TASK DATA »
* BEGIN *
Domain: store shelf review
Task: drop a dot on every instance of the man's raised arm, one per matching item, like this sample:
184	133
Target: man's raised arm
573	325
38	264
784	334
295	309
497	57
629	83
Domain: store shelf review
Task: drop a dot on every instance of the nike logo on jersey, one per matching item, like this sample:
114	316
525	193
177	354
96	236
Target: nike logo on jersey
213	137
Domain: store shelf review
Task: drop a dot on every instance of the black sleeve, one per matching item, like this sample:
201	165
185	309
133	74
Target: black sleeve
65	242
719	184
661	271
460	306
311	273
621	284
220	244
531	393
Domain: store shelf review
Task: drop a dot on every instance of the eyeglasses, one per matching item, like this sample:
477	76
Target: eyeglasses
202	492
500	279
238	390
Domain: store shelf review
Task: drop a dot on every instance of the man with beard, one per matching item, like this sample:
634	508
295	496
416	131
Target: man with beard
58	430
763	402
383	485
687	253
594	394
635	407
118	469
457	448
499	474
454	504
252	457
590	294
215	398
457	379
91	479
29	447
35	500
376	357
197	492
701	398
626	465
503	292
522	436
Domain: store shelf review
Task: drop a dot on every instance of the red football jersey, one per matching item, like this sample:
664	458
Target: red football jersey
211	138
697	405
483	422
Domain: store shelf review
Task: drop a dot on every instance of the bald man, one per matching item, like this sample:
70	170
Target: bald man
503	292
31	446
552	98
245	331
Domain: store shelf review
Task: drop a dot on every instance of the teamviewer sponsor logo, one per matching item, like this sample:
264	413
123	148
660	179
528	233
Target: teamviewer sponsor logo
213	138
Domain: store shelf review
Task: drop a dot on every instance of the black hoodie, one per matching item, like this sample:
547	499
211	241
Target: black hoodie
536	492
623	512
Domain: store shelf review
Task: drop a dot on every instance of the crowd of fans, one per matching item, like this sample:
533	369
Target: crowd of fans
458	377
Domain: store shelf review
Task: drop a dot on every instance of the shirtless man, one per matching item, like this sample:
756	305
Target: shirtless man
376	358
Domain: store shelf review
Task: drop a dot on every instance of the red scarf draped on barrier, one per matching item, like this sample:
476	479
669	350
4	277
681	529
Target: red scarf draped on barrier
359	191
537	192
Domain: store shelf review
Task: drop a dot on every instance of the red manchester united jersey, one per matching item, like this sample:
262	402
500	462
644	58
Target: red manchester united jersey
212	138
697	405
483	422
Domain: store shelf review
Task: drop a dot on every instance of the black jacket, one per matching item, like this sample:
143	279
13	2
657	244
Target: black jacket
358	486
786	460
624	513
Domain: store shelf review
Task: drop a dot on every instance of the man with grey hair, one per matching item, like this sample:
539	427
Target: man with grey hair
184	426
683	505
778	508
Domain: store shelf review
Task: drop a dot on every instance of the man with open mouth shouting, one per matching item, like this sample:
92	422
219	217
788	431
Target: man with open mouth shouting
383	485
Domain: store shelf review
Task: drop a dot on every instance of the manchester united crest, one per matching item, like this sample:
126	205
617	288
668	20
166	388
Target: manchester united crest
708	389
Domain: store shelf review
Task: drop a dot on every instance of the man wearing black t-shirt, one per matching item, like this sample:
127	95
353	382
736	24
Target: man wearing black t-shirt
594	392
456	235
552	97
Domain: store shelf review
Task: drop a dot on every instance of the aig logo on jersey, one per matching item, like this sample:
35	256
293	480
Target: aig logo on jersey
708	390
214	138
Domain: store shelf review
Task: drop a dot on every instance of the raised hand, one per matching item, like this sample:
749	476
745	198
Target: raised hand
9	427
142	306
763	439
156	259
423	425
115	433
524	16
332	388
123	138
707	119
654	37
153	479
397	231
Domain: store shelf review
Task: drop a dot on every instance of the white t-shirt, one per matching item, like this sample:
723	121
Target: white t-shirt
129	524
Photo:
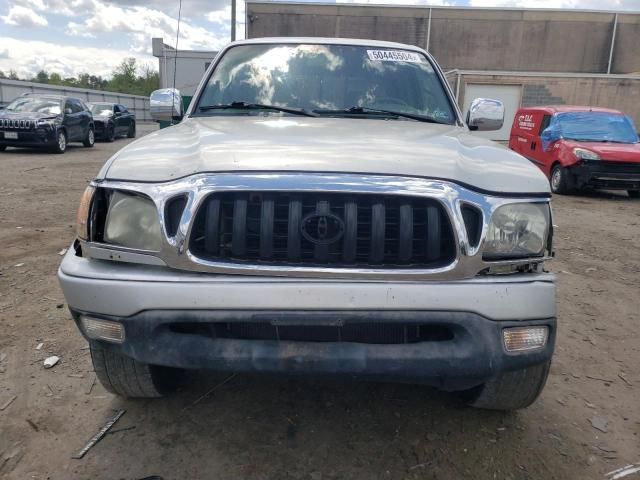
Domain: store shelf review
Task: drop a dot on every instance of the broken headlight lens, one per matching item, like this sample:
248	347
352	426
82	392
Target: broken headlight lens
518	230
132	221
84	209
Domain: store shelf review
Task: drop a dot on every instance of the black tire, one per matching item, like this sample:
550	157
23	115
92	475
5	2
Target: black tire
127	377
559	180
61	142
510	390
110	134
90	141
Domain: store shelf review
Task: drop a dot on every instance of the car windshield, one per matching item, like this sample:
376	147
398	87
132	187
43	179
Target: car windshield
331	80
101	109
51	106
595	127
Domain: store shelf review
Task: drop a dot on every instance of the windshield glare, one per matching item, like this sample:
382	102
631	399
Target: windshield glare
327	77
50	106
98	109
596	127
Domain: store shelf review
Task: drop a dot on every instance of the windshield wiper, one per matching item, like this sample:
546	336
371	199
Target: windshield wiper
257	106
376	111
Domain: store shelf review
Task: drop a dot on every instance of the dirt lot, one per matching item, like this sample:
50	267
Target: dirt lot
282	428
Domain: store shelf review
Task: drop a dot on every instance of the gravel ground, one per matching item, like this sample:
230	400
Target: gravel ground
260	427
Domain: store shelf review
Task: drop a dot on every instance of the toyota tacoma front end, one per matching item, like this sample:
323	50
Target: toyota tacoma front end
308	216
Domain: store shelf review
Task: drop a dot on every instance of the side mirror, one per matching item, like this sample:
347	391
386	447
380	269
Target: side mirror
485	114
166	105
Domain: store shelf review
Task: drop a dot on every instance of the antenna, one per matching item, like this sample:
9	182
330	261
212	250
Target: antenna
* END *
TO BE DONE » Report every line in the material above that contains the word "beard", copying each such line in full.

OUTPUT OF THE TASK »
Task: drop a dot on every instance of the man with beard, one per matching item, like this sample:
Target: man with beard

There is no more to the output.